Given instruction -
Extract every line in the listing below that contains the string "white". Treat uppercase and lowercase as different.

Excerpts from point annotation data
^^^^
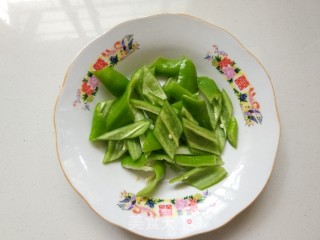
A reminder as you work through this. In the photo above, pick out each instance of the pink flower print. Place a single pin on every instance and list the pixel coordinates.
(229, 72)
(242, 82)
(93, 82)
(225, 62)
(180, 204)
(193, 205)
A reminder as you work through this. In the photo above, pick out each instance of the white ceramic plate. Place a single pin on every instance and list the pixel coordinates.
(172, 212)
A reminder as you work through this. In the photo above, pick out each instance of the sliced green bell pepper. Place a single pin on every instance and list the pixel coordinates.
(159, 172)
(232, 132)
(151, 143)
(127, 132)
(134, 147)
(140, 164)
(168, 129)
(145, 106)
(115, 150)
(175, 90)
(121, 112)
(198, 161)
(200, 138)
(208, 88)
(198, 109)
(98, 126)
(113, 80)
(183, 69)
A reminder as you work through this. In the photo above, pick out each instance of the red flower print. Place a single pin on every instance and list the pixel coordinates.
(225, 62)
(100, 63)
(86, 89)
(165, 210)
(242, 82)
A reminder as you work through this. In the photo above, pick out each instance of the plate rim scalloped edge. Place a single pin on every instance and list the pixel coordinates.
(212, 26)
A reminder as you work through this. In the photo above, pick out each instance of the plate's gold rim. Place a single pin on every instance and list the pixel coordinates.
(210, 25)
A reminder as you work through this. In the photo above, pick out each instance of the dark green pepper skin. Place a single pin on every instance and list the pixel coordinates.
(198, 110)
(182, 69)
(188, 76)
(121, 112)
(113, 80)
(166, 67)
(98, 126)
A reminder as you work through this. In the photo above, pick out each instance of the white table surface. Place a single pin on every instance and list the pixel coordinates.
(38, 41)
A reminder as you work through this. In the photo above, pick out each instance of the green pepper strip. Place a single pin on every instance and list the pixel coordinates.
(189, 160)
(188, 75)
(173, 89)
(200, 138)
(145, 106)
(168, 129)
(151, 85)
(208, 88)
(199, 111)
(159, 173)
(121, 112)
(206, 178)
(140, 164)
(129, 131)
(114, 151)
(134, 147)
(113, 80)
(151, 143)
(98, 125)
(186, 114)
(198, 161)
(183, 69)
(232, 132)
(222, 138)
(186, 175)
(166, 67)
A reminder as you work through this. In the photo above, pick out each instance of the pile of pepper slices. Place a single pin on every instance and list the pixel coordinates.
(184, 124)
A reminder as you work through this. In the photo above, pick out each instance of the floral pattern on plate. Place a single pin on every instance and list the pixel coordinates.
(110, 57)
(158, 207)
(241, 86)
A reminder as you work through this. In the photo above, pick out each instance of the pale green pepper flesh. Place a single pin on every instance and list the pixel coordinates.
(184, 124)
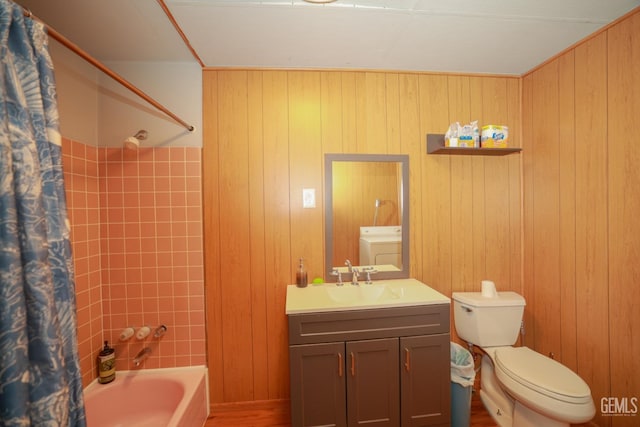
^^^^
Exercise response -
A reminder as you work through this. In the photo above, pick out each instance of the white ceramic plate. Place a single pin on every instance and list the pixel coordinates.
A reminder as you work through this. In the photo above, pick out each instance of the white table surface. Place a single pin on every instance and list the pixel coordinates.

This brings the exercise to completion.